Start of Data shown
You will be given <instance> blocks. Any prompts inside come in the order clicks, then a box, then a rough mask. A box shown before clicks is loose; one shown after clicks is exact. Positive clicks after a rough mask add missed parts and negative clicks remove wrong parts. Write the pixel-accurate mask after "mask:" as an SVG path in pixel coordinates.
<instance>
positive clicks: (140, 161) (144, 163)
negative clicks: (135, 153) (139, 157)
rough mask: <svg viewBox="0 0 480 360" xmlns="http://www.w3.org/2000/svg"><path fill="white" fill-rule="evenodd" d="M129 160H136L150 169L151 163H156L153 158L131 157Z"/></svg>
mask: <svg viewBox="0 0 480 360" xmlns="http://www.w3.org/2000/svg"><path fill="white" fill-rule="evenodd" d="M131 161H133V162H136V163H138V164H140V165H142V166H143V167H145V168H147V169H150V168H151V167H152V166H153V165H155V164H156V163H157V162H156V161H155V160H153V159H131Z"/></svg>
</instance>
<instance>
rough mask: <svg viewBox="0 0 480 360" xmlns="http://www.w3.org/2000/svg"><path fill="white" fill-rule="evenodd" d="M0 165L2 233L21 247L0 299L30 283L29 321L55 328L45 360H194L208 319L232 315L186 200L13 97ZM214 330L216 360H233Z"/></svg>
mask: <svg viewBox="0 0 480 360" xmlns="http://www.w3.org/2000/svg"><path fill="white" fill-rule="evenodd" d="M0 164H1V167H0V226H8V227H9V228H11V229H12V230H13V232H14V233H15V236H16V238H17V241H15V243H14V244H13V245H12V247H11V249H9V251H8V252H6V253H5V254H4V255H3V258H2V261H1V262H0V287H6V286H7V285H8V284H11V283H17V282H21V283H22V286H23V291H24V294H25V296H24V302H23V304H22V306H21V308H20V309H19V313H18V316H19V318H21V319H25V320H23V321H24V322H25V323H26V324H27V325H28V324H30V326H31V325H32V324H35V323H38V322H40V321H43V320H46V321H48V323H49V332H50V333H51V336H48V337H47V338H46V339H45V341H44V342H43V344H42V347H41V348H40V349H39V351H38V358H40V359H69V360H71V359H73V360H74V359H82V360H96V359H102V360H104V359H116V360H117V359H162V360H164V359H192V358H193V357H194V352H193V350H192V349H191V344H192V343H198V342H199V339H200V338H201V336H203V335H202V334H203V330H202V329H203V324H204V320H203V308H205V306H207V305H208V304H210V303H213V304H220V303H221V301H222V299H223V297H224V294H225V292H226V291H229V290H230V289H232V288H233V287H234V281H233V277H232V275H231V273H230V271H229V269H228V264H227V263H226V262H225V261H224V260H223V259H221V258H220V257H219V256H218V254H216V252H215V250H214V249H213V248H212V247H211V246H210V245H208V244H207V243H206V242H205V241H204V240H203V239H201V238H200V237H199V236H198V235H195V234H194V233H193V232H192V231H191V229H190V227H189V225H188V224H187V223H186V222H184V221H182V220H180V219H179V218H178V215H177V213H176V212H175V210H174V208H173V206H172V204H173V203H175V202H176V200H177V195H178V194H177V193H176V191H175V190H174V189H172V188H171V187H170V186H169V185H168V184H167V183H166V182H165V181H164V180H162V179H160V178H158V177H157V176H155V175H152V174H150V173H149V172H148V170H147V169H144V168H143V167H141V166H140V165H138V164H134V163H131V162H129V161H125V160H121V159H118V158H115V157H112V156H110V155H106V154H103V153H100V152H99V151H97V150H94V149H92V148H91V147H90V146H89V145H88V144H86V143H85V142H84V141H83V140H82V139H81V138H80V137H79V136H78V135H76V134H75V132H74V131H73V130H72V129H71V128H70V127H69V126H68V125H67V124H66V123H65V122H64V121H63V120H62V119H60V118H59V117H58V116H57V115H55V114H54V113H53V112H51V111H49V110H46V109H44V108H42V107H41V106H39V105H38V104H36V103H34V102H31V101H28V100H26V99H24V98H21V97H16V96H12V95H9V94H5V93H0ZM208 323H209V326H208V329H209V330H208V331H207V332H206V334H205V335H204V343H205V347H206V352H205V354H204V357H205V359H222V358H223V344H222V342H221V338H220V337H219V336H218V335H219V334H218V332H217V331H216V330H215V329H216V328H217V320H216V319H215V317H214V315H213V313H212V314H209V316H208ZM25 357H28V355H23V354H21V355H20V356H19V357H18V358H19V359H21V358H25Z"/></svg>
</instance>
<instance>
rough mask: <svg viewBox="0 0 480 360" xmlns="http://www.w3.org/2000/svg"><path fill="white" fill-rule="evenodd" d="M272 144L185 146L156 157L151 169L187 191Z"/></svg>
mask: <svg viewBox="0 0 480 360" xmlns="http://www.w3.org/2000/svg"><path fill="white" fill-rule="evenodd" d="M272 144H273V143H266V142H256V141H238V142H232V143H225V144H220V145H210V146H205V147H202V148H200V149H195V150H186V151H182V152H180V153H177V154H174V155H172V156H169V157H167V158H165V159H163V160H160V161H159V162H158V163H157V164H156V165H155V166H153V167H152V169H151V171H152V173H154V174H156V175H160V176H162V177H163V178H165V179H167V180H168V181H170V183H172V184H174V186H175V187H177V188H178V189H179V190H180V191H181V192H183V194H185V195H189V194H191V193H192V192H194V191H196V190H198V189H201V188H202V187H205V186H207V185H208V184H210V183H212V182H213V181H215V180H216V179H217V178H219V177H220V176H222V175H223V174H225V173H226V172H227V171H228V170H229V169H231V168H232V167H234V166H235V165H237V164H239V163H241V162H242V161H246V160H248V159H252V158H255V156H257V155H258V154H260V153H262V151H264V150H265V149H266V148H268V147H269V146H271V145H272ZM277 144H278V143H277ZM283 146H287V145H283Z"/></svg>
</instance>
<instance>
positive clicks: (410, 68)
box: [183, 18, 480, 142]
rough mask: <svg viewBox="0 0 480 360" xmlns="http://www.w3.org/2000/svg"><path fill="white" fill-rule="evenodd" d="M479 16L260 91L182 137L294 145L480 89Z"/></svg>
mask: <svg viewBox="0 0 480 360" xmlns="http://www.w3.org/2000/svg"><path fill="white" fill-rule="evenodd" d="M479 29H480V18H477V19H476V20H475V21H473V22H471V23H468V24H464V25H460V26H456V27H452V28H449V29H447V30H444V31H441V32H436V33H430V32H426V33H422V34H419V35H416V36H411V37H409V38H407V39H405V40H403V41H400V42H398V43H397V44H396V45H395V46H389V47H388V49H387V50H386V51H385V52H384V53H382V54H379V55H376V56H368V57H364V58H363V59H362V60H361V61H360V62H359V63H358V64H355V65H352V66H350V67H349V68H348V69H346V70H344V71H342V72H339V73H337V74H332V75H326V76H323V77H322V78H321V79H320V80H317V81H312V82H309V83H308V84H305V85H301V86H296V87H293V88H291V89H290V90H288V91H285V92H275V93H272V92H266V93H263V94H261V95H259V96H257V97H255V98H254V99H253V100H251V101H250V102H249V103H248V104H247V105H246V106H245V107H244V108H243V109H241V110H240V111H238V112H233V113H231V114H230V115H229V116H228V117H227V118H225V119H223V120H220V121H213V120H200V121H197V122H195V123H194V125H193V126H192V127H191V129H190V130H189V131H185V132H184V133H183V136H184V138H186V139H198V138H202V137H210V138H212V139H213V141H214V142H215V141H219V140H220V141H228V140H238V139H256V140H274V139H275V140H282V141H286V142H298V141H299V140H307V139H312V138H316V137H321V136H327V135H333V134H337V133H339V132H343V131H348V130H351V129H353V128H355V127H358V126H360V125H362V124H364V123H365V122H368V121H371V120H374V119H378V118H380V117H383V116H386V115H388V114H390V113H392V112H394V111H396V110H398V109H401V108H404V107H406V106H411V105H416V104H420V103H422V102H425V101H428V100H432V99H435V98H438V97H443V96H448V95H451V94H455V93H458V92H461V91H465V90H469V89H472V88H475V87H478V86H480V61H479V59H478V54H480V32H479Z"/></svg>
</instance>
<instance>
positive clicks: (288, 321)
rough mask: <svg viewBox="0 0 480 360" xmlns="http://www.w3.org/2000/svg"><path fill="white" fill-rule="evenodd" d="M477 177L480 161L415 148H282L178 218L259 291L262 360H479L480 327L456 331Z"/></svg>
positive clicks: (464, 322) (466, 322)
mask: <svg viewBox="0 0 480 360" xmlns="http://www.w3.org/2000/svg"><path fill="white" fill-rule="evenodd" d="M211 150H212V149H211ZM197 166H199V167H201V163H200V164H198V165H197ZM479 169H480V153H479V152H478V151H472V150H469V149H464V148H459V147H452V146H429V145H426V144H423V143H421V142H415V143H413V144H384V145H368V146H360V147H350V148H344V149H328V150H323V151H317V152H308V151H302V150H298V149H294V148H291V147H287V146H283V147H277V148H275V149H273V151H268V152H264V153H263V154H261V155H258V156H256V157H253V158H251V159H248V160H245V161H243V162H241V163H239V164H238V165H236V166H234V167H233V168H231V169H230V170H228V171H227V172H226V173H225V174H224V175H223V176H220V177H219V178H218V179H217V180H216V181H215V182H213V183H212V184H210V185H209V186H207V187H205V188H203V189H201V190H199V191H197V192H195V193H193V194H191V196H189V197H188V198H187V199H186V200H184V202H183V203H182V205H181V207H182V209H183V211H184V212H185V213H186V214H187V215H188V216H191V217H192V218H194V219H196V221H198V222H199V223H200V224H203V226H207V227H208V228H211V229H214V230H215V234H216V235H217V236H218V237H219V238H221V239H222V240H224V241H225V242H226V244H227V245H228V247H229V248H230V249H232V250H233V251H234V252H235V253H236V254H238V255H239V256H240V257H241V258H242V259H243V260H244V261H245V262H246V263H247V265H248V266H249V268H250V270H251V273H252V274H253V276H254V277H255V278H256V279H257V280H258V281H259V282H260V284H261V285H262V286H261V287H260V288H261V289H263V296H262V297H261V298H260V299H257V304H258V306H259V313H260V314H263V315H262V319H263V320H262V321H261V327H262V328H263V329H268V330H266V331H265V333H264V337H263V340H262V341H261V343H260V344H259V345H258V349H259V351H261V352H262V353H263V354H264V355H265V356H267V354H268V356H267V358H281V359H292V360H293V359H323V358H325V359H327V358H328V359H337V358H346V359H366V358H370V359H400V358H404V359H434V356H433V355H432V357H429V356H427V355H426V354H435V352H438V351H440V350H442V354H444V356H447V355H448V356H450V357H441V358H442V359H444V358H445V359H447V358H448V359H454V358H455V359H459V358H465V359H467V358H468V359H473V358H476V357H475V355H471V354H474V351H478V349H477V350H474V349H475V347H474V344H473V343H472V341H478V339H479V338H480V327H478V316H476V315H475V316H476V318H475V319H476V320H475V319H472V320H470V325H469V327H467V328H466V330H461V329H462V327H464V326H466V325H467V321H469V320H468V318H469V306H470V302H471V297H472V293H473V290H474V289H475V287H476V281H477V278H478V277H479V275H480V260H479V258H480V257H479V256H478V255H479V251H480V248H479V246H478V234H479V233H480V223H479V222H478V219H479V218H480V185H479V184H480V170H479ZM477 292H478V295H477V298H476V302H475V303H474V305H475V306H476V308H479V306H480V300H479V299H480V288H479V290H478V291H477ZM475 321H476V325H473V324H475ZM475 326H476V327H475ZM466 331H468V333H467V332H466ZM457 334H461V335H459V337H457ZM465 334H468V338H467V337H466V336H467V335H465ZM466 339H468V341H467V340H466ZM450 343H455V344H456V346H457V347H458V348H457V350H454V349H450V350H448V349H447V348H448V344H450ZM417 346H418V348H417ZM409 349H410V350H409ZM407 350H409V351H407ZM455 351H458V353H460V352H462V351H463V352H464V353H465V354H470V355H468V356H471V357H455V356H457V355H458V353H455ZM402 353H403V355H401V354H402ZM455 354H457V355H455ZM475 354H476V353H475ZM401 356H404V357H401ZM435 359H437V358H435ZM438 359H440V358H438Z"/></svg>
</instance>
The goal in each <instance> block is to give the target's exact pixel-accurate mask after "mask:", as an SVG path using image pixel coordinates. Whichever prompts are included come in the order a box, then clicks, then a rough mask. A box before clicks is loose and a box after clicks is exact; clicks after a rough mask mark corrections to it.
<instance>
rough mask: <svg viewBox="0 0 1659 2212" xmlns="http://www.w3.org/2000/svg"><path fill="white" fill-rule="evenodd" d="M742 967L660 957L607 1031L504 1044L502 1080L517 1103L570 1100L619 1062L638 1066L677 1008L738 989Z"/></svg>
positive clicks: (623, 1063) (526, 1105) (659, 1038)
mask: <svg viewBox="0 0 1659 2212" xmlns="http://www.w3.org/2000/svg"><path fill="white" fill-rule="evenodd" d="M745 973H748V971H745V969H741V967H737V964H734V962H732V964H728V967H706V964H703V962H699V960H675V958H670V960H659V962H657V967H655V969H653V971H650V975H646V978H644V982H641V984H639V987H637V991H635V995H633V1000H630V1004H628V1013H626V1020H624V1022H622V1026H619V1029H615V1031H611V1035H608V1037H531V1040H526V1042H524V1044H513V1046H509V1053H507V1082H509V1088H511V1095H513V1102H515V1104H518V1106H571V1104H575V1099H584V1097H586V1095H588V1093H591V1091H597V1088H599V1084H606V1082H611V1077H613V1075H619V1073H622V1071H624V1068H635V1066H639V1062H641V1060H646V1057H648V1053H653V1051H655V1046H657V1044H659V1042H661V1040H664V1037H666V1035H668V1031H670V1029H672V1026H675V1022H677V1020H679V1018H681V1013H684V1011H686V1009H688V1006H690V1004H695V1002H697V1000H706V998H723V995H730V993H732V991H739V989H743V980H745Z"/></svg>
End of Data shown
> [What needs to be done] Write out the lines from the start of the records up to and including the line that contains "160H136L150 169L151 163H156L153", keeping every character unchanged.

> [Result of the exercise]
You will be given <instance> blocks. Any prompts inside come in the order clicks, then a box, then a rough mask. A box shown before clicks is loose; one shown after clicks is exact. Positive clicks after a rough mask add missed parts and negative clicks remove wrong parts. Write the pixel-accurate mask after "mask:" as an SVG path in pixel coordinates.
<instance>
positive clicks: (140, 161) (144, 163)
negative clicks: (135, 153) (139, 157)
rough mask: <svg viewBox="0 0 480 360" xmlns="http://www.w3.org/2000/svg"><path fill="white" fill-rule="evenodd" d="M129 160H136L150 169L151 163H156L153 158L131 157Z"/></svg>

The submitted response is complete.